§ **What is being asked**
Please rewrite the listing with "outstretched wing" replaced by "spread wing" and everything else left unchanged. Omit the pictures from your answer.

• • • • •

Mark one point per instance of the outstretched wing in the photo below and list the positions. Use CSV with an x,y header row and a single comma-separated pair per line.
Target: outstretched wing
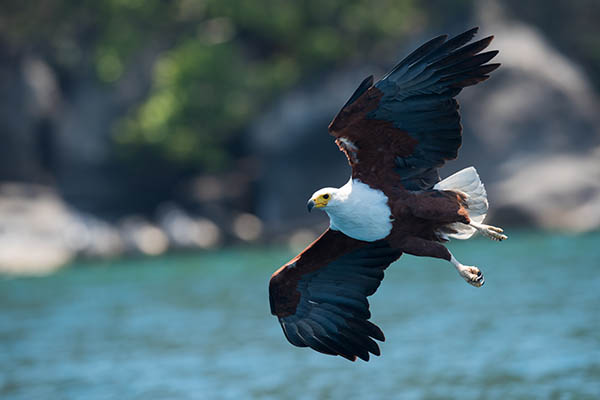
x,y
406,126
320,297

• • • • •

§ **Final result**
Mark one point per instance of the spread wing in the photo below and list the positions. Use CSV with an x,y header row and a single comma-separated pair per line.
Target: spread wing
x,y
406,126
320,297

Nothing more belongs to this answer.